**Description of the task:** Pull out every line in the records that contains the string "shaft", treating case as significant.

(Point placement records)
+ + + + +

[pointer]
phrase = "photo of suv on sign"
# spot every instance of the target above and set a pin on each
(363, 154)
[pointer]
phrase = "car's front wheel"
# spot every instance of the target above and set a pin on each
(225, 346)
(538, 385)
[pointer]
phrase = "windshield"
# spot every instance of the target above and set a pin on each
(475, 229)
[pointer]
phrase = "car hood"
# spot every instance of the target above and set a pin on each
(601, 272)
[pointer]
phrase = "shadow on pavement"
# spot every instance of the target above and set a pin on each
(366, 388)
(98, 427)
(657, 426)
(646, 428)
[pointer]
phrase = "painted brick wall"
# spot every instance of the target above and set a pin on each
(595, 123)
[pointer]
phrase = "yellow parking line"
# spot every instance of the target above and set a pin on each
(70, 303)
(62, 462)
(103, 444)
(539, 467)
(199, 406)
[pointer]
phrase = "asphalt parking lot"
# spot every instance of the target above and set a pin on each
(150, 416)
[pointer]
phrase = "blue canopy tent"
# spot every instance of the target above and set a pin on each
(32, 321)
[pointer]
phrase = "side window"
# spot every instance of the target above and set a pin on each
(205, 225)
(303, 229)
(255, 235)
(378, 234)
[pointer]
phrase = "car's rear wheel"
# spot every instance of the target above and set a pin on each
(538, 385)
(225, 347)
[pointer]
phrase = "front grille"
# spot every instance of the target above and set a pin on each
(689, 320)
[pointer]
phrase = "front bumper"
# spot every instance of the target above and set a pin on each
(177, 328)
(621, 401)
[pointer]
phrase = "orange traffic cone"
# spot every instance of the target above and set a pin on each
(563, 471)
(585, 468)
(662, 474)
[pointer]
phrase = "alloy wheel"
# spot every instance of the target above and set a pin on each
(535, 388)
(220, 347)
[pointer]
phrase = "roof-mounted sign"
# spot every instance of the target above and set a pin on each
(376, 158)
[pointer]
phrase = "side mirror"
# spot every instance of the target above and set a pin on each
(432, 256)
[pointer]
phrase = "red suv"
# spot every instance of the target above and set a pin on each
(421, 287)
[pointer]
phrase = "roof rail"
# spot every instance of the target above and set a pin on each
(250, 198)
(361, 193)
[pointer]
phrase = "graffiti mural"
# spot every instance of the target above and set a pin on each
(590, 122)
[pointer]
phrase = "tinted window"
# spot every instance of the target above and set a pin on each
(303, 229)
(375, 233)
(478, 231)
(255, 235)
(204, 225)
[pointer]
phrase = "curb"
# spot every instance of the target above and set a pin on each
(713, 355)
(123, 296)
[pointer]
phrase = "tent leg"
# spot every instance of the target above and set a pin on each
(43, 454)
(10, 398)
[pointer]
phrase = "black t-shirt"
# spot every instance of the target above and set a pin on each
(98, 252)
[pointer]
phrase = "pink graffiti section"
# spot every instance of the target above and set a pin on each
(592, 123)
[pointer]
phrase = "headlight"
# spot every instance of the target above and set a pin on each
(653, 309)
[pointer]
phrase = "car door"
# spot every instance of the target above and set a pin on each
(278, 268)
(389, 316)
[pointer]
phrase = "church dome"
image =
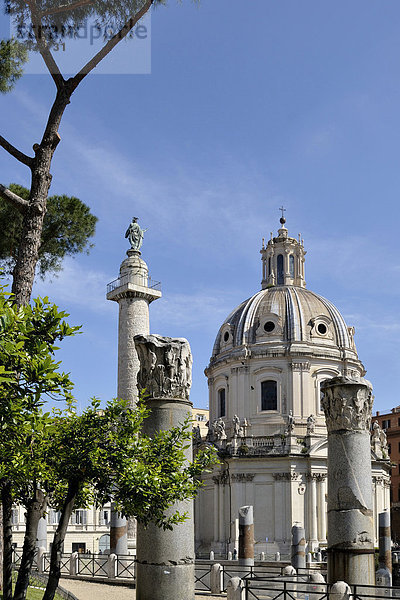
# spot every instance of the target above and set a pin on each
(284, 317)
(284, 314)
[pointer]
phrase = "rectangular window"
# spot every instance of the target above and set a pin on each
(79, 517)
(53, 517)
(221, 402)
(104, 517)
(269, 397)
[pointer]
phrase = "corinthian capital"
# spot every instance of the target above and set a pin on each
(165, 366)
(347, 403)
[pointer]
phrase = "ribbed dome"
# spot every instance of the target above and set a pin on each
(284, 314)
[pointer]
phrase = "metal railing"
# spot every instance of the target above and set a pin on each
(202, 578)
(134, 277)
(125, 567)
(94, 565)
(259, 588)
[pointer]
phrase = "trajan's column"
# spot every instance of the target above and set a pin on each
(133, 290)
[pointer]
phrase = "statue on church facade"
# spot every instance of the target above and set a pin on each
(135, 234)
(310, 424)
(290, 423)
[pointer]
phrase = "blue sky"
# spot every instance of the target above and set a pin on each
(248, 106)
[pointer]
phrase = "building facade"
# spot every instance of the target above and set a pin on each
(268, 362)
(390, 424)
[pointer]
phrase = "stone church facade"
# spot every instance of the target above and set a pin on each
(268, 362)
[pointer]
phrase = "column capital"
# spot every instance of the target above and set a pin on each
(165, 366)
(347, 403)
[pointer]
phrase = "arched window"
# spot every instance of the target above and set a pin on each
(291, 266)
(280, 273)
(221, 403)
(269, 395)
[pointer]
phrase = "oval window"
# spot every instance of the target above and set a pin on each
(269, 326)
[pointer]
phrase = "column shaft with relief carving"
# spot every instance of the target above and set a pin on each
(347, 404)
(165, 559)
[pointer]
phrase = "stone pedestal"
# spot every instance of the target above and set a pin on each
(246, 536)
(41, 541)
(347, 404)
(165, 559)
(118, 533)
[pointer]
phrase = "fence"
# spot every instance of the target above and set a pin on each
(278, 589)
(102, 566)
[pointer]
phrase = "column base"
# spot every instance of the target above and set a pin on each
(164, 582)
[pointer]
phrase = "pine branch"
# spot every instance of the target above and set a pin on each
(66, 7)
(14, 199)
(120, 35)
(26, 160)
(44, 50)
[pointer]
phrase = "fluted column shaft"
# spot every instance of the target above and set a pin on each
(347, 404)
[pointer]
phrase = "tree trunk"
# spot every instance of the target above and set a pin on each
(28, 249)
(35, 511)
(58, 542)
(6, 498)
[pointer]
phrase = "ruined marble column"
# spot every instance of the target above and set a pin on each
(118, 533)
(133, 292)
(385, 550)
(298, 556)
(246, 536)
(347, 404)
(165, 559)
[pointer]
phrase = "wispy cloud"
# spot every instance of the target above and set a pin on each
(76, 286)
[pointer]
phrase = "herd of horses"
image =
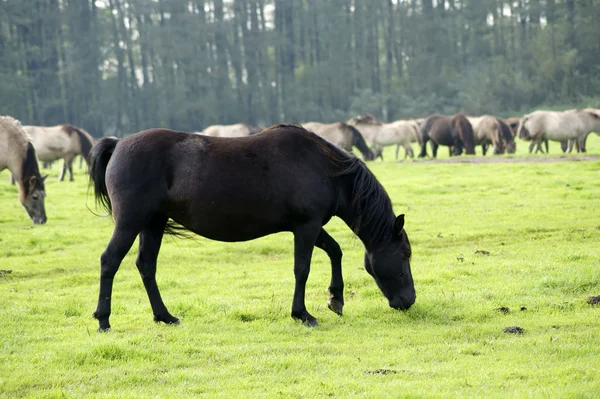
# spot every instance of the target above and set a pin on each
(233, 183)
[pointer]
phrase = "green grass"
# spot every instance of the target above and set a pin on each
(538, 221)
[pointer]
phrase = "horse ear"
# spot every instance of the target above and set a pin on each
(399, 224)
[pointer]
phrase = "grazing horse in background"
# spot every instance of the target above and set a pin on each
(487, 130)
(572, 125)
(507, 136)
(284, 178)
(452, 131)
(237, 130)
(62, 141)
(342, 135)
(17, 154)
(379, 134)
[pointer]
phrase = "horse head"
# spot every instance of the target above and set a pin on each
(390, 267)
(32, 198)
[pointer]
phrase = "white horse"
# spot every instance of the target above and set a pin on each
(18, 156)
(61, 141)
(237, 130)
(571, 125)
(342, 135)
(379, 134)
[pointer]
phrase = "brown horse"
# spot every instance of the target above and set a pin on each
(18, 155)
(284, 178)
(454, 132)
(380, 135)
(488, 131)
(61, 141)
(343, 135)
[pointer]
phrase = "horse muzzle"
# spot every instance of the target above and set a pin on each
(402, 302)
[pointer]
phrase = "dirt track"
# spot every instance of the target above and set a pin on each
(493, 159)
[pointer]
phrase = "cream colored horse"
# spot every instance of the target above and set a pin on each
(343, 135)
(380, 135)
(61, 141)
(18, 156)
(237, 130)
(572, 125)
(487, 130)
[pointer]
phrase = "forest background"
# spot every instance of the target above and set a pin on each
(120, 66)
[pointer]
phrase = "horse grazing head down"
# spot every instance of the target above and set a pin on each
(522, 131)
(33, 192)
(390, 267)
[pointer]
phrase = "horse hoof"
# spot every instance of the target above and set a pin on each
(335, 306)
(167, 319)
(310, 322)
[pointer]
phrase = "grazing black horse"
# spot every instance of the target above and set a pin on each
(236, 189)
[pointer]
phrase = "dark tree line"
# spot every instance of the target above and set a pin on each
(119, 66)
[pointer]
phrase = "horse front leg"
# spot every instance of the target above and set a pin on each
(111, 258)
(305, 238)
(336, 287)
(150, 240)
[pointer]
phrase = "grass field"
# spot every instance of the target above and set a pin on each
(494, 246)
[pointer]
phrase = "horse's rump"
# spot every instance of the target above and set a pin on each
(462, 128)
(235, 130)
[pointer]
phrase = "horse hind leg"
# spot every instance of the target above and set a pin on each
(119, 245)
(305, 238)
(336, 288)
(150, 241)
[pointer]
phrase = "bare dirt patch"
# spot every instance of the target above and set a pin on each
(493, 159)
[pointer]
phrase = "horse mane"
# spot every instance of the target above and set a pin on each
(13, 126)
(371, 205)
(29, 169)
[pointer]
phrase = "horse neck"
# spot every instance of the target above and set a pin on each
(16, 151)
(374, 226)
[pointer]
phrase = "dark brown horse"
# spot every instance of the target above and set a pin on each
(454, 132)
(284, 178)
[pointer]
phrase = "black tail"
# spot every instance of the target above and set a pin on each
(359, 142)
(86, 142)
(99, 156)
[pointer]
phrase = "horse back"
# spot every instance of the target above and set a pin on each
(262, 183)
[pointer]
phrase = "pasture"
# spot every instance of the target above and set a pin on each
(495, 245)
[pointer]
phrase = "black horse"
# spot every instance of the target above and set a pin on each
(236, 189)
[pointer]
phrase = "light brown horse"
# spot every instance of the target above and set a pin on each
(488, 131)
(18, 155)
(61, 141)
(343, 135)
(379, 134)
(572, 125)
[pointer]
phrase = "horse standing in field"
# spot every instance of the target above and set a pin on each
(487, 130)
(343, 135)
(573, 125)
(452, 131)
(284, 178)
(17, 154)
(236, 130)
(379, 134)
(61, 141)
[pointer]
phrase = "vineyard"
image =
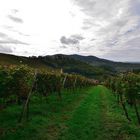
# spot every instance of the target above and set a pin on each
(126, 88)
(40, 104)
(18, 83)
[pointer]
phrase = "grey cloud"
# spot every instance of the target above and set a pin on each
(5, 49)
(73, 39)
(11, 28)
(78, 37)
(69, 41)
(63, 47)
(15, 19)
(5, 39)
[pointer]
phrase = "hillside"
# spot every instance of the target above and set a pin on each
(89, 66)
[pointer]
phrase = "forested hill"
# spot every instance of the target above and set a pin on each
(89, 66)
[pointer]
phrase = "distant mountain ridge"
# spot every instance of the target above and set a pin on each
(89, 66)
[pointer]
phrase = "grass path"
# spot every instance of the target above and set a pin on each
(90, 114)
(99, 118)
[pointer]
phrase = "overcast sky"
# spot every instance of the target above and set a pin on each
(105, 28)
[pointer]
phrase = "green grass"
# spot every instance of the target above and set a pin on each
(89, 114)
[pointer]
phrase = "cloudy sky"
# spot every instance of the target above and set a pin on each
(105, 28)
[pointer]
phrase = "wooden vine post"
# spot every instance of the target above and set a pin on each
(25, 110)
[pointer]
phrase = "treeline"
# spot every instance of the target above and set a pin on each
(126, 88)
(17, 82)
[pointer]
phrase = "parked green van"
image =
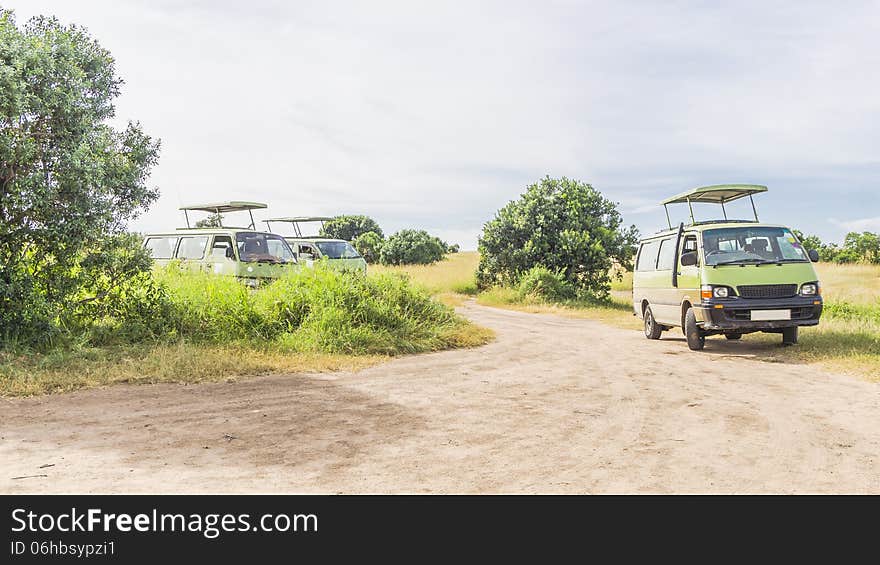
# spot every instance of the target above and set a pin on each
(726, 276)
(252, 256)
(338, 253)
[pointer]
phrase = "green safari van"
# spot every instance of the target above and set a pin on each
(725, 277)
(249, 255)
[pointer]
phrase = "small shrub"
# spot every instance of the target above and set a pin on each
(541, 282)
(412, 247)
(563, 224)
(369, 245)
(350, 227)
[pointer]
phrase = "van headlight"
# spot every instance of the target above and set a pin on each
(810, 289)
(708, 291)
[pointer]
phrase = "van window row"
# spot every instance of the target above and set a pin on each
(659, 255)
(251, 247)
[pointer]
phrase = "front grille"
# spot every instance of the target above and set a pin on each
(767, 290)
(740, 315)
(798, 313)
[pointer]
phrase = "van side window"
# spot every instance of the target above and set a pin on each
(689, 245)
(667, 255)
(161, 247)
(222, 247)
(648, 256)
(192, 247)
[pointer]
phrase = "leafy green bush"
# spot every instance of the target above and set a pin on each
(412, 247)
(541, 282)
(857, 247)
(566, 226)
(318, 309)
(349, 227)
(369, 245)
(70, 181)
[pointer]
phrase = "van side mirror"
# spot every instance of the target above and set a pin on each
(689, 259)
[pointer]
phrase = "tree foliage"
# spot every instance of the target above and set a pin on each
(369, 245)
(349, 227)
(68, 180)
(408, 247)
(857, 247)
(564, 225)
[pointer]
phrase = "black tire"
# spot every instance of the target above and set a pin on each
(693, 333)
(653, 330)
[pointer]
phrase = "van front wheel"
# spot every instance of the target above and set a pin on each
(653, 330)
(696, 338)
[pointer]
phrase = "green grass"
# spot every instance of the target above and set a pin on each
(450, 281)
(210, 327)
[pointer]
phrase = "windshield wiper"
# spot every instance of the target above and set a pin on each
(738, 262)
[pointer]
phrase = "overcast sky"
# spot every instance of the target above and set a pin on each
(435, 114)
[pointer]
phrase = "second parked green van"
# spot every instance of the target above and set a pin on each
(727, 277)
(251, 256)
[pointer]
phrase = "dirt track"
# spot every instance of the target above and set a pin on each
(554, 405)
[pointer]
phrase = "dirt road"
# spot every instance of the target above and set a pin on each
(554, 405)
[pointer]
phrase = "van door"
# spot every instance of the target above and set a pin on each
(191, 252)
(666, 303)
(646, 280)
(688, 277)
(221, 260)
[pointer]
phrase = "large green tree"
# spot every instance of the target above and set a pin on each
(412, 247)
(69, 181)
(564, 225)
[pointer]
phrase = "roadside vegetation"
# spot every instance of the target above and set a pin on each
(80, 301)
(198, 327)
(405, 247)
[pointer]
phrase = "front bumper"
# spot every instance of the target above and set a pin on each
(734, 313)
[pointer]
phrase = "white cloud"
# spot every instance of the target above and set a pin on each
(859, 225)
(435, 114)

+ + + + +

**Reply:**
phrase = "column shaft with relief carving"
phrase = "fluted column shaft"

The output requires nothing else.